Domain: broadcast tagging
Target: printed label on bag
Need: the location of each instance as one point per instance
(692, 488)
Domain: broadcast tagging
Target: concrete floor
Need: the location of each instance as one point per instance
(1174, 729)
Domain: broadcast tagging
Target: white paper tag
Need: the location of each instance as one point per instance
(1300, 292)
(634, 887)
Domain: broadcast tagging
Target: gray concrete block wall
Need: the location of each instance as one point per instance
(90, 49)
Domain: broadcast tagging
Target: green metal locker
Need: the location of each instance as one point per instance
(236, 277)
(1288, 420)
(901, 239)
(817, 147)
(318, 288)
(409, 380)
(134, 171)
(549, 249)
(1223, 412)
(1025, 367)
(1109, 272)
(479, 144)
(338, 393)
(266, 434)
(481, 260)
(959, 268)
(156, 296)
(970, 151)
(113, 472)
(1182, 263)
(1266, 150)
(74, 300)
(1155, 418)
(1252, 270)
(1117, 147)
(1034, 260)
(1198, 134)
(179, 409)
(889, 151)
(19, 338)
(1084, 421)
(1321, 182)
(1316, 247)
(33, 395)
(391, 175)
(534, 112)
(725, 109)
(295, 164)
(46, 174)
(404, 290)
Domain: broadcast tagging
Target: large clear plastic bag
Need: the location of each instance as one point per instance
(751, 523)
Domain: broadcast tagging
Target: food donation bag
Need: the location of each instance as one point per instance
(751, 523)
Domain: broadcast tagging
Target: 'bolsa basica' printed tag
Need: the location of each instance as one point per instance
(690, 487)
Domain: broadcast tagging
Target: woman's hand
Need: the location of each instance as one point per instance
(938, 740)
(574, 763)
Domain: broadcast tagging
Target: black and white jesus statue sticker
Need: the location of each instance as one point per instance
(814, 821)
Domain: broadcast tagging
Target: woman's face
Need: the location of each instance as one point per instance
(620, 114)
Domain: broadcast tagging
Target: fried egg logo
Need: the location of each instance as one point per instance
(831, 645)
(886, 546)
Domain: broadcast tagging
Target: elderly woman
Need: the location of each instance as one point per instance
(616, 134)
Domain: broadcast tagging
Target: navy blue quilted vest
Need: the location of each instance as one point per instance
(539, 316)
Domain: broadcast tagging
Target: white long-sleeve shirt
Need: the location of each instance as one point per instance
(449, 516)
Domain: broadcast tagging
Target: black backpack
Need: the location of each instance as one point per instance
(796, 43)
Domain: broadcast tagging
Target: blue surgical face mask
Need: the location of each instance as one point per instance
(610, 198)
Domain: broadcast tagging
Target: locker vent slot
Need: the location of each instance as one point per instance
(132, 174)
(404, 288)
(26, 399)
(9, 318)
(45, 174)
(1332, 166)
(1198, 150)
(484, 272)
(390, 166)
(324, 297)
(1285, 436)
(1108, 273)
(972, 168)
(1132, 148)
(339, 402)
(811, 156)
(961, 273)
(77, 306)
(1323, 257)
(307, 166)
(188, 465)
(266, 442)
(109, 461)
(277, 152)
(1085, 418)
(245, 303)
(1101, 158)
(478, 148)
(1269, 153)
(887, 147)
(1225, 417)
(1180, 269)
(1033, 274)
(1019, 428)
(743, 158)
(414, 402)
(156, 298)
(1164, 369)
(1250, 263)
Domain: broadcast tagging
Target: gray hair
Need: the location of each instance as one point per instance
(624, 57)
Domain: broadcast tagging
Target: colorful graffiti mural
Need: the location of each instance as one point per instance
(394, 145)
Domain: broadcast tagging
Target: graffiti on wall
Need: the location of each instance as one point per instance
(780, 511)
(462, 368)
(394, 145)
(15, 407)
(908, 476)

= = =

Request ::
Write each line above out exactly.

Task result ::
Domain: broadcast tagging
Target: printed label on bag
Need: the location of each instance as one point per instance
(692, 488)
Domain: broadcast tagging
Target: concrete floor
Need: the location of each instance as one point per instance
(1174, 729)
Domain: broadcast tagging
Target: white paper tag
Need: the location of each instance as one point per instance
(1300, 292)
(634, 887)
Domain: broadcast tagging
Target: gray concrete block wall
Need: the location of each instance as one point per instance
(90, 49)
Domain: broadcast tagging
Target: green metal locker
Need: the location of each instance as one point per instance
(236, 277)
(1288, 420)
(901, 239)
(817, 147)
(318, 288)
(409, 380)
(134, 171)
(549, 249)
(1223, 412)
(1025, 367)
(1109, 272)
(479, 144)
(338, 393)
(266, 434)
(481, 260)
(959, 268)
(156, 296)
(970, 151)
(113, 472)
(1182, 263)
(1266, 150)
(74, 300)
(1155, 418)
(1252, 270)
(1117, 147)
(1034, 260)
(1198, 134)
(179, 409)
(889, 151)
(19, 338)
(1084, 421)
(1321, 182)
(1316, 247)
(33, 395)
(391, 175)
(534, 112)
(725, 109)
(295, 164)
(46, 174)
(404, 290)
Domain: broadcast tagging
Target: large clear plastic bag
Need: the location of each instance as one point per instance
(751, 523)
Domain: broadcast tagging
Target: food donation bag
Need: the location of each instance as one point per instance
(751, 523)
Domain: broadcast tagging
Target: 'bolsa basica' printed tag
Need: the location of each instance as one point per instance
(690, 487)
Domain: broadcast tagging
Target: woman's hand
Need: the location of each instance as one point per instance
(938, 740)
(574, 763)
Domain: broadcast tagging
Target: black and white jesus statue sticker
Need: the location of each instance as one point per instance
(814, 821)
Domain: broadcast tagging
Target: woman's face
Need: the location of each instance as one point per instance
(620, 114)
Domain: broadcast tagging
Target: fried egg logo
Need: the location of each instance as one point per instance
(831, 645)
(886, 546)
Domain: broadcast tagging
Target: elderly woman
Need: the location of each instance as one point per instance
(616, 134)
Domain: broadcast tagging
Target: navy blue quilted vest
Need: the location of each instance as one point per instance
(539, 316)
Domain: broadcast tagging
Target: white long-sleeve shirt
Need: the location of each instance as one point per instance
(449, 516)
Domain: broadcast tagging
Target: black backpack
Need: the location of each instance as one point per instance
(796, 43)
Domain: broadcast tagging
Target: blue surgical face mask
Need: the location of each instance as one point per instance
(610, 198)
Domain: broadcast tagging
Target: locker vent slot
Need: the location of each instance as one point per instance
(132, 174)
(404, 288)
(26, 399)
(9, 318)
(45, 174)
(1332, 166)
(1198, 150)
(484, 272)
(390, 166)
(324, 297)
(1285, 436)
(1108, 273)
(972, 168)
(1132, 148)
(339, 402)
(811, 156)
(961, 273)
(77, 306)
(1323, 257)
(307, 166)
(188, 465)
(266, 442)
(109, 461)
(277, 152)
(1085, 418)
(245, 303)
(1101, 158)
(478, 148)
(1269, 153)
(887, 147)
(1225, 417)
(1180, 269)
(1033, 274)
(1019, 428)
(743, 158)
(414, 402)
(156, 298)
(1164, 369)
(1250, 263)
Domain: broadcast tagging
Target: gray hair
Need: the location of each instance as one point per instance
(624, 57)
Domain: broadcast tagging
Target: colorful graffiti mural
Need: the location of each instance as one point per instance
(394, 145)
Domain: broadcast tagging
Target: graffiti on wall
Need: the location of each instance as one point per instance
(780, 511)
(462, 368)
(394, 145)
(15, 407)
(908, 476)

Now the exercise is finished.